**What the task asks**
Select every line in the records that contains the word "roof" and copy those lines.
─── Extracted material ───
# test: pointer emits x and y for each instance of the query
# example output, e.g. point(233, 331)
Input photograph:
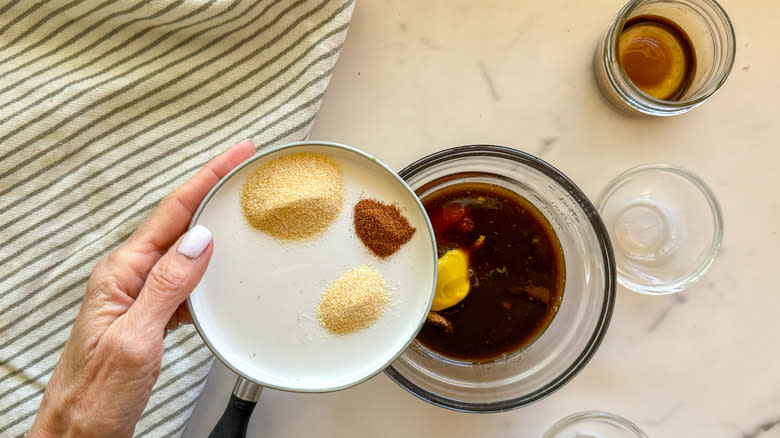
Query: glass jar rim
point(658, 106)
───
─── Extracted material ───
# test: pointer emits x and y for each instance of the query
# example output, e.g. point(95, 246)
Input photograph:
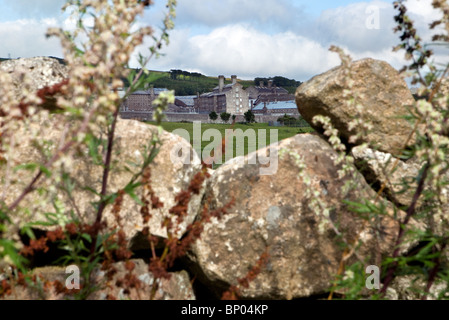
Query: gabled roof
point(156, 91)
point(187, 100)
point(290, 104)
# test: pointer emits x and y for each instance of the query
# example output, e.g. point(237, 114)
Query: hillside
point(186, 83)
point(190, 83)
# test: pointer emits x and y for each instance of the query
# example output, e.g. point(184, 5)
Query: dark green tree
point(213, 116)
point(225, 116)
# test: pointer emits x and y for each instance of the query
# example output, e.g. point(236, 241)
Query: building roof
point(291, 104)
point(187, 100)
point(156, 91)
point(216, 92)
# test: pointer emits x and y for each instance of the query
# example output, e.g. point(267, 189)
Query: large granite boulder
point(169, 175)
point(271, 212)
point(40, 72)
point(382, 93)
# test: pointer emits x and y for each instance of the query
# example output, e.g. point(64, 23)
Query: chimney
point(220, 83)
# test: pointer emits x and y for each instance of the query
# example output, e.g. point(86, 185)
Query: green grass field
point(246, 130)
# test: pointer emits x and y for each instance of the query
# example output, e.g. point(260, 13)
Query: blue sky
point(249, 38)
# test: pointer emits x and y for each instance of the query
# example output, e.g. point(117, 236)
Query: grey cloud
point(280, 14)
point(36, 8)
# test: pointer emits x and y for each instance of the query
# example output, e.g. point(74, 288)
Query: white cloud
───
─── Extracted material ───
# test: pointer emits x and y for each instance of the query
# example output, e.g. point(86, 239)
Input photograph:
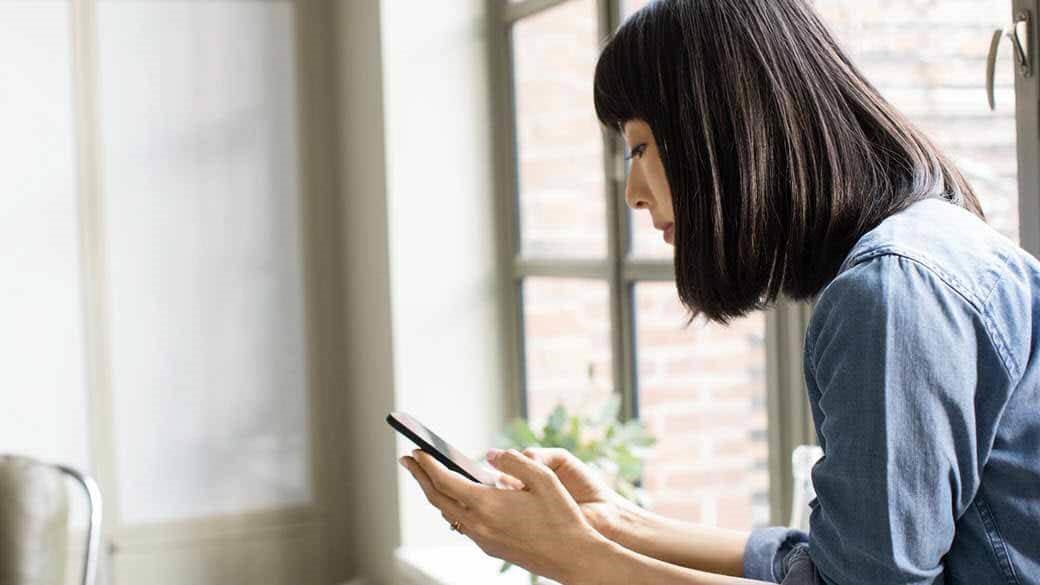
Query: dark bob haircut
───
**The result**
Query: gabled roof
Query: building roof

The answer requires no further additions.